Start of Data shown

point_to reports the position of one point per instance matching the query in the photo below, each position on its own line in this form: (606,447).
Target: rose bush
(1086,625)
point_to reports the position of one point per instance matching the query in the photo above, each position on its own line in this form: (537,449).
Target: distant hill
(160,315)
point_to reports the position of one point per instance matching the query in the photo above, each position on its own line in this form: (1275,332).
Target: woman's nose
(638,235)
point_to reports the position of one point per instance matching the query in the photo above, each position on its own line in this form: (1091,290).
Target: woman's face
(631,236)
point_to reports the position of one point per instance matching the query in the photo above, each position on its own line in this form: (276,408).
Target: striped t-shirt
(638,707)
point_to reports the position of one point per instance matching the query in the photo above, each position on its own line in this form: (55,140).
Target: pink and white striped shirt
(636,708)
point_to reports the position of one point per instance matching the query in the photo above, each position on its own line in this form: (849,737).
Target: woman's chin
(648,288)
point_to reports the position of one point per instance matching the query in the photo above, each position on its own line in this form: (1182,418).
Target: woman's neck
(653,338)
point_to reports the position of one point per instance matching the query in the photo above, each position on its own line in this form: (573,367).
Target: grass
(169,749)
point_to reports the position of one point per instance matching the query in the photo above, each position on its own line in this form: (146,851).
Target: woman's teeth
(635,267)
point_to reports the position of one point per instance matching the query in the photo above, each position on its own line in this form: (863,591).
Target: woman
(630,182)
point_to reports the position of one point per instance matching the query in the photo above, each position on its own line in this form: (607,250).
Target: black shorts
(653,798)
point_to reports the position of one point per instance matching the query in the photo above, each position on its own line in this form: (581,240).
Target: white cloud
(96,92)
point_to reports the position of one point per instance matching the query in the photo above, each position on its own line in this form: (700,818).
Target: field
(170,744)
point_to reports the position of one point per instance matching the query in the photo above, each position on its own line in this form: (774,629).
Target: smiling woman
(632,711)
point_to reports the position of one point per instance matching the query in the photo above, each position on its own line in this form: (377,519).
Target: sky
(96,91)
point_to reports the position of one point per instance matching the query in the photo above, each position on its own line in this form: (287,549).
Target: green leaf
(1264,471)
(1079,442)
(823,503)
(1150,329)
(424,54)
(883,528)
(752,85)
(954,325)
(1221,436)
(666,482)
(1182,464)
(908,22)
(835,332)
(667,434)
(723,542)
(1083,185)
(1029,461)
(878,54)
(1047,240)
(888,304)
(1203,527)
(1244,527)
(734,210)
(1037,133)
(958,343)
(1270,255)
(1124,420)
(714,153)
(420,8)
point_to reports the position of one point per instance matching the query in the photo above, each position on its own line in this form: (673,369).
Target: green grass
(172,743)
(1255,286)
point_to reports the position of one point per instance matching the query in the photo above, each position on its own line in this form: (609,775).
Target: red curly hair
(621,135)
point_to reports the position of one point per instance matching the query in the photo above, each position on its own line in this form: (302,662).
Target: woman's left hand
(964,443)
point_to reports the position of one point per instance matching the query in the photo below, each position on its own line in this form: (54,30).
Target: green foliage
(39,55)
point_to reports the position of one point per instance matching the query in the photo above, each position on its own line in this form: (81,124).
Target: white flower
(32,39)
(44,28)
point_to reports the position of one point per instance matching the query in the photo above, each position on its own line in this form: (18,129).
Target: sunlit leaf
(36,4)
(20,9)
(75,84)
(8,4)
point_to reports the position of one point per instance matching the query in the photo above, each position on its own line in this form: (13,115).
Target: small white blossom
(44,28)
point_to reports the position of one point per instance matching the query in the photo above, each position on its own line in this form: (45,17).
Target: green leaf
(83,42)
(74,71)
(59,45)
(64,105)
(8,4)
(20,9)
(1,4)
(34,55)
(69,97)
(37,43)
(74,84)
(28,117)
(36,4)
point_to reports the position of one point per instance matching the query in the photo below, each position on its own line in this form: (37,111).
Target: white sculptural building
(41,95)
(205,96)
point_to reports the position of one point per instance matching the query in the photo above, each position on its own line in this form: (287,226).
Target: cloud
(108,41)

End of Data shown

● **Description of the task**: Type out the full listing again, exactly as given.

● **Solution to this exercise**:
point_to reports the position of one point per instance matching the query in the photo below, each position on its own line in this form: (606,447).
Target: rose bush
(1086,625)
point_to reports the position of one point per instance matching the query in the photo above, each position on its own line in this form: (537,449).
Target: distant hill
(160,315)
point_to reports the position of one point per instance matching the query in the photo above, each position on its own line in this form: (1275,332).
Target: woman's nose
(638,235)
point_to reports the position of one point per instance matching the query in the photo above, each position on its own line in this form: (1091,290).
Target: woman's face
(631,236)
point_to reports the position of one point per instance matching the query in the photo above, each position on its own line in this form: (276,408).
Target: striped t-shirt
(638,707)
point_to reports the position of one point per instance matching the query in the photo above, each position on its own line in this form: (55,140).
Target: pink and white striped shirt
(636,708)
point_to reports the position of one point per instance matching the query in the photo above, each position on its own line in this form: (849,737).
Target: woman's chin
(648,288)
point_to reports the position of one point per instance matching the query in the photo above, each position on its own line in this form: (1182,418).
Target: woman's neck
(653,338)
point_to reports the position of one point per instance matching the query in the photo above, each position on its own line in this form: (573,367).
Target: grass
(169,749)
point_to reports the position of one point per instance matching the query in the photo above, each position on its own line in this form: (146,851).
Target: woman's teeth
(635,267)
point_to reports the position of one point per instance matching the query in the photo above, each position on its own line in this form: (863,591).
Target: woman
(630,182)
point_to reports the position of one point per instance matching the query in the photo above, each position on its own line in this form: (607,250).
Target: black shorts
(653,798)
point_to reports the position of one point per instance matching the query in the photo above, each position on its own line in this form: (581,240).
Target: white cloud
(96,92)
point_to reports the position of one point per instance matching the query in the photo above, each position on its own line in this form: (700,818).
Target: field
(170,744)
point_to reports the position of one point per instance matching the query in the photo above, each position on its own line in this form: (774,629).
Target: smiling woman
(632,711)
point_to reports the position of one point per instance matching the query in the photo above, each position on its own line in this form: (377,519).
Target: sky
(96,91)
point_to reports the position of one point per instance matching the query in the photo above, each position on its own line in this form: (287,549).
Target: green leaf
(1264,471)
(1079,442)
(823,503)
(1150,329)
(424,54)
(883,528)
(752,85)
(954,325)
(1221,436)
(666,482)
(1182,464)
(908,22)
(835,332)
(667,434)
(723,542)
(1083,185)
(1029,461)
(878,54)
(1047,240)
(888,304)
(1203,527)
(1244,527)
(734,210)
(1037,133)
(958,343)
(1270,255)
(1124,420)
(714,153)
(420,8)
point_to reports the position of one point per instance matching the query in the photo above, each position on its own line in this form: (673,369).
Target: green grass
(172,743)
(1255,286)
point_to reports the position of one point per instance matching the query in the photo above, each position on its own line in this form: (609,775).
Target: red curly hair
(621,135)
point_to reports the position of one point per instance matching the query in the photo above, each position on its own line in this form: (302,662).
Target: woman's left hand
(964,443)
point_to reports the position of one point per instance matching the query in the photo below, each position on its own line in this form: (54,30).
Target: green foliage
(39,55)
point_to reports the position of one point per instance matching the query in the photo above, each position on its own line in this form: (81,124).
Target: white flower
(32,39)
(44,28)
point_to reports the position of one point per instance matching the query in the photo above, each position on its own line in this form: (18,129).
Target: sunlit leaf
(36,4)
(20,9)
(75,84)
(8,4)
point_to reports the position of one point per instance matching the query in the photo above, each position on its own line in this form: (13,115).
Target: small white blossom
(44,28)
point_to reports the position of one point per instance matching the query in the photo above, each position on its own line in this form: (45,17).
Target: green leaf
(83,42)
(74,71)
(59,45)
(64,105)
(8,4)
(20,9)
(1,4)
(34,55)
(69,97)
(37,43)
(74,84)
(28,117)
(36,4)
point_to reports the position of one point per instance matching the query in the photo below, each position on its own line in this form: (37,111).
Target: white sculptural building
(41,95)
(205,96)
point_to reports the position of one point per instance matching the query in the photo above, each position on its own line in this form: (287,226).
Target: cloud
(108,41)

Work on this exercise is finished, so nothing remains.